[[ EXCERPT PROVIDED, beginning ]]

Thursday, 19 May 2016

The magic wand and biological determinism. The two faces of neoliberalism



According to Belgian psychologist Paul Verhaeghe, the psychiatric world is riven by two warring factions. On the one side there is the medical or illness model, which assumes that all mental illness stems from biological or genetic defects. Think of low serotonin levels ‘causing’ depression. Treatment involves taking pills, often indefinitely, to relieve the symptoms. Mental disorders are frequently viewed as lifelong afflictions a person must adjust to. The medical model is the dominant approach, adhered to by the majority of clinicians and doctors.

On the opposite terrain is what is known as the ‘biopsychosocial’ model. Under this way of thinking biology or genetics is relegated to a secondary position. Diagnosis focuses on the broader social context facing the individual and treatment is tailored to a person’s circumstances. This model is also far more open to a person making a recovery from mental illness.

Verhaeghe is resolutely on the minority side of the argument. “The vast majority of mental disorders are not illnesses,” he asserts, “but biopsychosocial manifestations in individuals of broader social problems.”

I believe the biopsychosocial model is essential to understanding how our capitalist, neoliberal society is at the root of many mental and physical illnesses. There is overwhelming evidence of the crucial role factors like childhood poverty, inequality, economic insecurity, loneliness, migration and bullying in increasing the risk of mental illness. According to one UK psychology professor, Richard Bentall, the link between childhood trauma and future psychiatric problems is a strong as that between smoking and lung cancer. In contrast, the medical model of mental illness just presents a closed mind.

But the biopsychosocial model also has a sinister side. It is being used to bully disabled people out of social security benefits by insisting they can make miraculous recoveries from their conditions. Disability, here, is regarded as partially caused by the attitude of the sick or disabled person. Welcome to the world-view of ‘welfare reform’ in the UK.

[[ EXCERPT PROVIDED, end ]]
[[ SUPPLIED ENTRIES, beginning ]]

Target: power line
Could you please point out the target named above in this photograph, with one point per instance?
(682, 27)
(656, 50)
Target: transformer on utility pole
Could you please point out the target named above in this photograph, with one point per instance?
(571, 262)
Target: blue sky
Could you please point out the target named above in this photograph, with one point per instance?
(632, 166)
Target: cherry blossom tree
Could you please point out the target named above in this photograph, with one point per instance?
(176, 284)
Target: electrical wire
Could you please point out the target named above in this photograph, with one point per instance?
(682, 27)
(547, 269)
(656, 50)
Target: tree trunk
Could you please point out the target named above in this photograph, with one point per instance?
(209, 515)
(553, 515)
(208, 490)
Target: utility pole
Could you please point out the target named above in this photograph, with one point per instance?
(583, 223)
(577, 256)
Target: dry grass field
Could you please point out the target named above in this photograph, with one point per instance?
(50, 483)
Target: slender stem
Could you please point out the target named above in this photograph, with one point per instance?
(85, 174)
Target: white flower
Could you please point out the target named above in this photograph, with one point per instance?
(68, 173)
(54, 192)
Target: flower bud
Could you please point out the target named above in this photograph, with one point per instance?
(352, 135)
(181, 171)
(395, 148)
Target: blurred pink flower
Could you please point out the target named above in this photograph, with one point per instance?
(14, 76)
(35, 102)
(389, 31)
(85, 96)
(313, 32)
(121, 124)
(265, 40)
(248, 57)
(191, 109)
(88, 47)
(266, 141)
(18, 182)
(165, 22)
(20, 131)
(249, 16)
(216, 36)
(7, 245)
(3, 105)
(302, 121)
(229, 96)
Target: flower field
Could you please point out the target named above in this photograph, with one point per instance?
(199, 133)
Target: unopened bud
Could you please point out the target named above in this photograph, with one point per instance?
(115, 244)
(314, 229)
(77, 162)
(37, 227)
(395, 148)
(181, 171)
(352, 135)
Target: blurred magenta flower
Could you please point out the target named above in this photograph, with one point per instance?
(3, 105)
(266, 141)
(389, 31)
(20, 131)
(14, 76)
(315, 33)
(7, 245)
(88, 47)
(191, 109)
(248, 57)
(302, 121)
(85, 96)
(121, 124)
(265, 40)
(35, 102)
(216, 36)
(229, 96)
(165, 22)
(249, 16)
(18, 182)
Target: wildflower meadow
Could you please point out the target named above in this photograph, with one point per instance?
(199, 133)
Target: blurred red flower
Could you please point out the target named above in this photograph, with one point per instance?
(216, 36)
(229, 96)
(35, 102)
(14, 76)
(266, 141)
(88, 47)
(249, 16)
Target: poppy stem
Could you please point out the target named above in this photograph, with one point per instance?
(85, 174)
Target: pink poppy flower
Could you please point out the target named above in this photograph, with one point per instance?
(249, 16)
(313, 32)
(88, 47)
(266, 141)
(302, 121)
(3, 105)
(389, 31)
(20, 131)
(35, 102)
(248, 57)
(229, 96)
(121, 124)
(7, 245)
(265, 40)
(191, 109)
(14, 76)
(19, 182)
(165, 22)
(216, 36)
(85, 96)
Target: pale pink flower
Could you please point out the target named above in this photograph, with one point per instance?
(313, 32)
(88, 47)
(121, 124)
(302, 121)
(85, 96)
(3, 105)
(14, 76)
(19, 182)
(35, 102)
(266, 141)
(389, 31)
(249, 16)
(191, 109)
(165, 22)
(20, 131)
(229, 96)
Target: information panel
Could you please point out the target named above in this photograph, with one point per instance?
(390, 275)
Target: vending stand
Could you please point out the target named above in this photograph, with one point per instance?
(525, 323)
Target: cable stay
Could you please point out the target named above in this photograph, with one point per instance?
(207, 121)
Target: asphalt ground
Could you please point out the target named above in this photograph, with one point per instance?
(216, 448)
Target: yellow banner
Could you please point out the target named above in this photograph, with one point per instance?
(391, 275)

[[ SUPPLIED ENTRIES, end ]]

| EXERCISES TO COMPLETE |
A: According to the post on psychiatric models, which model of mental illness is followed by most clinicians and doctors?
B: Please say whether each statement agrees with the post on psychiatric models, answering yes or no and quoting the words that decide it: (i) Verhaeghe holds that most mental disorders are illnesses; (ii) under the biopsychosocial model, biology or genetics takes a secondary place; (iii) the medical model tends to treat mental disorders as short-lived conditions.
C: Carry the post on psychiatric models forward from its final sentence.

| ANSWERS TO EACH TASK |
A: The medical (illness) model.

B:
(i) No: "The vast majority of mental disorders are not illnesses."
(ii) Yes: "biology or genetics is relegated to a secondary position."
(iii) No: "Mental disorders are frequently viewed as lifelong afflictions a person must adjust to."

C:
In defending the government’s transformation of the Disability Living Allowance into Personal Independence Payments, Conservative minister Lord Freud (the same one who believes food banks have mushroomed because they offer a free good) told the House of Lords that ‘we have gone for the biopsychosocial model’.

According to a report from the Centre for Welfare Reform, “the biopsychosocial model has been used to create new obligations for those suffering from common health problems, such as the responsibility to ‘recognise that the sick role is temporary, in the expectation of recovery’”.

In one case, the Department for Work & Pensions funded a medical trial for people with ME which was presented as an exciting success for biopsychosocial intervention. But the standard for ‘recovery’ was lowered after the research began meaning that a person’s condition could have worsened and they were still counted as having ‘recovered’.


Here is 'Biopsychosocial Man' in action: 


The DWP has incrementally re-classified the work related activity group of Employment and Support Allowance claimants (people judged unfit for work) as not really disabled. Before, the government only asserted that people in the WRAG group might be able to work at some point in the future and that full-time work could damage their health. Now, they are subject to a ‘shocking’ level of sanctions and, for new claimants, paid the same in benefits as ordinary JSA claimants, as an incentive, ministers say, to find work.

At the same time the government is trying to re-package unemployment as a personal failing or mental illness, as opposed to a social problem beyond the power of the individual to rectify. There are now psychologists in job centres and job coaches in GP surgeries.

This indicates a fatal flaw in the biopsychosocial model. When it applied to the individual alone and their ‘wrong attitudes’, it becomes coercive, tyrannical and vindictive. Applied to society at large, it is liberating.

Under neoliberalism, an unsuccessful person is either lazy or sick. If they are sick, they need pharmaceutical assistance (which creates a steady stream of profits for pharmaceutical companies). If they are lazy, their misguided attitudes need to be corrected by enlightened experts. Two sides of the same battered coin, which, sadly, is still legal tender. The social and economic organisation of society is taken as a given, and not worthy of consideration.

The medical model strikes me as a dead end, like trying to argue with someone who has their fingers lodged firmly in their ears. But the biopsychosocial model can be both oppressive and illuminating. Perhaps we need to drop the ‘psycho’. A biosocial model of illness has great explanatory power and it can’t be manipulated to scapegoat people and cloak the interests of the powerful.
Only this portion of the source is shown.